#### STATED PROBLEM
Transcribe only the part of the listing below that begins at the line containing "the window gets" and runs to its final line, keeping both ends.
─── SUPPLIED RECORDS ───
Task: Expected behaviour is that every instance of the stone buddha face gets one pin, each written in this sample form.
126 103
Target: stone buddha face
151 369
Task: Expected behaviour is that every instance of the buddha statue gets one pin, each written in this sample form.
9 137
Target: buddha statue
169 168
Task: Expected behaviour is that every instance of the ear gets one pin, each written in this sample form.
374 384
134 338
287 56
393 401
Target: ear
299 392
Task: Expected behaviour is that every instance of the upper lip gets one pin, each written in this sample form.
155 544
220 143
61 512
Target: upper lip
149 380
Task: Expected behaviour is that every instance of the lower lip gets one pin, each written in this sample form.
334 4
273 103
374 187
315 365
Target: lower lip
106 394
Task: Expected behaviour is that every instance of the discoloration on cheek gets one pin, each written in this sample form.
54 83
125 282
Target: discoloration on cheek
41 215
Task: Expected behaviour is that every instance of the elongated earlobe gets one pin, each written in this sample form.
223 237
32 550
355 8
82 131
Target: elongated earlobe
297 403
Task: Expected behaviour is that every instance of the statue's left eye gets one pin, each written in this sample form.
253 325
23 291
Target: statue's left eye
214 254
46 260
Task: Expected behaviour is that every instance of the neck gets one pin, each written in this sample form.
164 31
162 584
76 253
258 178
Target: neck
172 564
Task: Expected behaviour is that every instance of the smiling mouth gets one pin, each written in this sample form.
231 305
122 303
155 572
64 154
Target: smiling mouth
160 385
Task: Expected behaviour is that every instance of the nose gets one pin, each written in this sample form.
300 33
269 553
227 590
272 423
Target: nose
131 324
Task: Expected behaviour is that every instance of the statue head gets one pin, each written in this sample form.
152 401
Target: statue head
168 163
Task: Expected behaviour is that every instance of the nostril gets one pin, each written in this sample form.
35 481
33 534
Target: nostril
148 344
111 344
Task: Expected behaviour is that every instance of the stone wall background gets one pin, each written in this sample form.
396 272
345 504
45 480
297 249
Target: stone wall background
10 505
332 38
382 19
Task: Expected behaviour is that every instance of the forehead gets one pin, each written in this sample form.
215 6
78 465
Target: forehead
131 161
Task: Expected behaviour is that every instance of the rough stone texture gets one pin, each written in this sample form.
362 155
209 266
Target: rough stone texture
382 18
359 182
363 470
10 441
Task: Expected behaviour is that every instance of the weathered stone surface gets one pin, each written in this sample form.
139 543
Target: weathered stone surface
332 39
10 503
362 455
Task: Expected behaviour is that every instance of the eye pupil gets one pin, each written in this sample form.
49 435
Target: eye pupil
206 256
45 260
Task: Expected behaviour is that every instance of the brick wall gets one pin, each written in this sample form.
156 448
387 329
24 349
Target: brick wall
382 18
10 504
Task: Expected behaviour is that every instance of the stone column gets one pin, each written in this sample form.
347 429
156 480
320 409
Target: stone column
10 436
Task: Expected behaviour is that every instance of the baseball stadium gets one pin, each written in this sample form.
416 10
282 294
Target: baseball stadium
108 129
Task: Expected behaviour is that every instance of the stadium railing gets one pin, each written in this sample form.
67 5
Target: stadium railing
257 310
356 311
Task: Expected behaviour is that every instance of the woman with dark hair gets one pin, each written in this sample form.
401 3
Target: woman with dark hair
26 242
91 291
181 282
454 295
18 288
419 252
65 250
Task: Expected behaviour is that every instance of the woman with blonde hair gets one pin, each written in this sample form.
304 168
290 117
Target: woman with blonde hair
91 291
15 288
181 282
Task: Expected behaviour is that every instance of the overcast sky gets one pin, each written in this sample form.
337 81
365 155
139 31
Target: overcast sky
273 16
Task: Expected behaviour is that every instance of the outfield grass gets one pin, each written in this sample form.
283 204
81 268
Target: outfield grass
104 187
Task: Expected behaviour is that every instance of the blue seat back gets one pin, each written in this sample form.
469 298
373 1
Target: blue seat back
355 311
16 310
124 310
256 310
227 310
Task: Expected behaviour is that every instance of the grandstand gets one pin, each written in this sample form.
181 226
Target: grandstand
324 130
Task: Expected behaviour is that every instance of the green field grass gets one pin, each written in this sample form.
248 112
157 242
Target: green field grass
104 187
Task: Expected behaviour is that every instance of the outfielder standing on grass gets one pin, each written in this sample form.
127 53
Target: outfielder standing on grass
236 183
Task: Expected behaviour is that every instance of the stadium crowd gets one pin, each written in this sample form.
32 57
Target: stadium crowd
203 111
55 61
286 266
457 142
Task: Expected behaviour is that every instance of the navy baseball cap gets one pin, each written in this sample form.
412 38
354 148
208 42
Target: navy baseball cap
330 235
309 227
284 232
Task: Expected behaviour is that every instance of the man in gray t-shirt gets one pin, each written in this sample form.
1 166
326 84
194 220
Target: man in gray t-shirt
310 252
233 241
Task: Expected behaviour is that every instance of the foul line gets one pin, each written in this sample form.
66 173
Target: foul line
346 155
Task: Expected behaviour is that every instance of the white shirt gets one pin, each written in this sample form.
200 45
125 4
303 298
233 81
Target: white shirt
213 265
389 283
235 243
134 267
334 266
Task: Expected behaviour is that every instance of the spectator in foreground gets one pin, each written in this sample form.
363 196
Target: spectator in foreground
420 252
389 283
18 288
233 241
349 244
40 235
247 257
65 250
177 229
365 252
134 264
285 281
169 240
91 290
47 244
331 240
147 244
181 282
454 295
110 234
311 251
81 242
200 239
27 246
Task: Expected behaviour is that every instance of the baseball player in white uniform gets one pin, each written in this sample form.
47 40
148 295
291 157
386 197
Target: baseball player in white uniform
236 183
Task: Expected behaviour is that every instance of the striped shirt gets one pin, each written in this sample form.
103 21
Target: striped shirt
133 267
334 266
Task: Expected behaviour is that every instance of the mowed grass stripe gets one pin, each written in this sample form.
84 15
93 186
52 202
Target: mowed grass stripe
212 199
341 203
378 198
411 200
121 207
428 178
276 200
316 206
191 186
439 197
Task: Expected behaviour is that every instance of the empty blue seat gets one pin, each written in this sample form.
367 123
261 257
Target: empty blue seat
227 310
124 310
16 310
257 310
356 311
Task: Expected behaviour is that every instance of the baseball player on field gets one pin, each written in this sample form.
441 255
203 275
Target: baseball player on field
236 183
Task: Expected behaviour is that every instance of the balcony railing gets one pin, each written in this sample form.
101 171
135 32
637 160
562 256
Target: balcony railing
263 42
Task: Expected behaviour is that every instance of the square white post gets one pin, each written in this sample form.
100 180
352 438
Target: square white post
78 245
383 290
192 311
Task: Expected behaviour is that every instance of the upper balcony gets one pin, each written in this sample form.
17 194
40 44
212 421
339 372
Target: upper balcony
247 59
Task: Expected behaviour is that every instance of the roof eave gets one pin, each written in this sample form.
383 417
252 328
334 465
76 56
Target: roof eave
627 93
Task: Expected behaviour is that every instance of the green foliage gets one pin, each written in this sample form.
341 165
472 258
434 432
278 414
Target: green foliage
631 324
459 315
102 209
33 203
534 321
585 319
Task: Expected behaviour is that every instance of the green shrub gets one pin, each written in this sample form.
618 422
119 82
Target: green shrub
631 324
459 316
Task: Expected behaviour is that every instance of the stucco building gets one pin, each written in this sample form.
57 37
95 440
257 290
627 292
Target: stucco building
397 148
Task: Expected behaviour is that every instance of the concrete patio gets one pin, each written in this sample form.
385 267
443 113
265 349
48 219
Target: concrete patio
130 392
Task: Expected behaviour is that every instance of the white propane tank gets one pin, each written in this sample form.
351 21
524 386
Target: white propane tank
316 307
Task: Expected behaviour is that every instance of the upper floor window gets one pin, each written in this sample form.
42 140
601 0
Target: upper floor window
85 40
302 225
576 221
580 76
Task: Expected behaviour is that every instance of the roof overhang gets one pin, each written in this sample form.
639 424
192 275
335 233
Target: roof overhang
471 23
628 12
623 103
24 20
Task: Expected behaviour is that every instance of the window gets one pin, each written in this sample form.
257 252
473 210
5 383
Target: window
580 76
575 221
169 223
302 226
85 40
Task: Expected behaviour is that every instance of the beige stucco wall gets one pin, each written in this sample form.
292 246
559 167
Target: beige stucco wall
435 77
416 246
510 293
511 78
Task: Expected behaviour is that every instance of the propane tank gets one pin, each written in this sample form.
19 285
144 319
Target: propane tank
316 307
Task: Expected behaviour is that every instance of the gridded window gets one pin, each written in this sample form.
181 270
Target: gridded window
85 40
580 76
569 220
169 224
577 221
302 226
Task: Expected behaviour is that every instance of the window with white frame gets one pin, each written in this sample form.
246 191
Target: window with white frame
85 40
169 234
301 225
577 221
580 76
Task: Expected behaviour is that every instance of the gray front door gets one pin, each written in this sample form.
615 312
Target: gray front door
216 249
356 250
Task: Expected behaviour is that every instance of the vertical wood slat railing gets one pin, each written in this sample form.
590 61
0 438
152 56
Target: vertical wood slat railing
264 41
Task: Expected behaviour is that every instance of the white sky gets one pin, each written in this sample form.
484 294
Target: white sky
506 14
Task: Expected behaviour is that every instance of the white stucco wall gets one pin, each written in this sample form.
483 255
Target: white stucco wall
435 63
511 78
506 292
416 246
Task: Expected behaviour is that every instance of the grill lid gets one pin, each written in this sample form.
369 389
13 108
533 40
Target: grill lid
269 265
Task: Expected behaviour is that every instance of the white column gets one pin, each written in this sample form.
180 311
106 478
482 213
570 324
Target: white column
───
#### SOLUTION BELOW
Task: Expected behaviour is that every instance of the window gets one pin, each written in this sample form.
257 252
473 210
5 383
Target: window
580 76
575 221
169 223
302 226
85 40
Task: Expected behaviour is that every instance of the beige stucco wall gets one pin, each written in this sample form.
292 246
559 167
Target: beige stucco wall
435 77
416 246
510 293
511 78
Task: Expected behaviour is that every instance of the propane tank gets one pin, each written in this sample form.
19 285
144 319
Target: propane tank
316 307
Task: Expected behaviour is that every instance of the gridded window gets one pin, each written in this sample form.
181 270
Target: gridded window
85 40
580 76
569 220
169 224
577 221
302 226
Task: Expected behaviour is that every instance of the window with white frame gets one pin, each written in this sample form.
246 191
Target: window with white frame
85 40
169 234
301 225
577 221
580 76
Task: Expected behaviour is that every instance of the gray front door gets one pin, each written in this sample form.
615 312
Target: gray front door
216 249
356 250
Task: Expected behaviour is that every instance of the vertical wood slat railing gets one pin, each written in this sample form.
590 61
0 438
152 56
Target: vertical wood slat railing
264 41
Task: Expected behaviour is that every instance of the white sky gets one pin, each written in this sample form.
484 294
Target: white sky
506 14
Task: Expected behaviour is that every instance of the white stucco wall gets one pin, each written in this sample form.
483 255
Target: white stucco wall
435 63
511 78
506 292
416 246
Task: Expected behaviour is that every instance of the grill lid gets one pin, each written in this sample form.
369 389
13 108
533 40
Target: grill lid
269 265
Task: Expected behaviour is that every instance of the white column gets one pin, each written in this sample form.
180 311
106 478
482 213
570 324
Target: white column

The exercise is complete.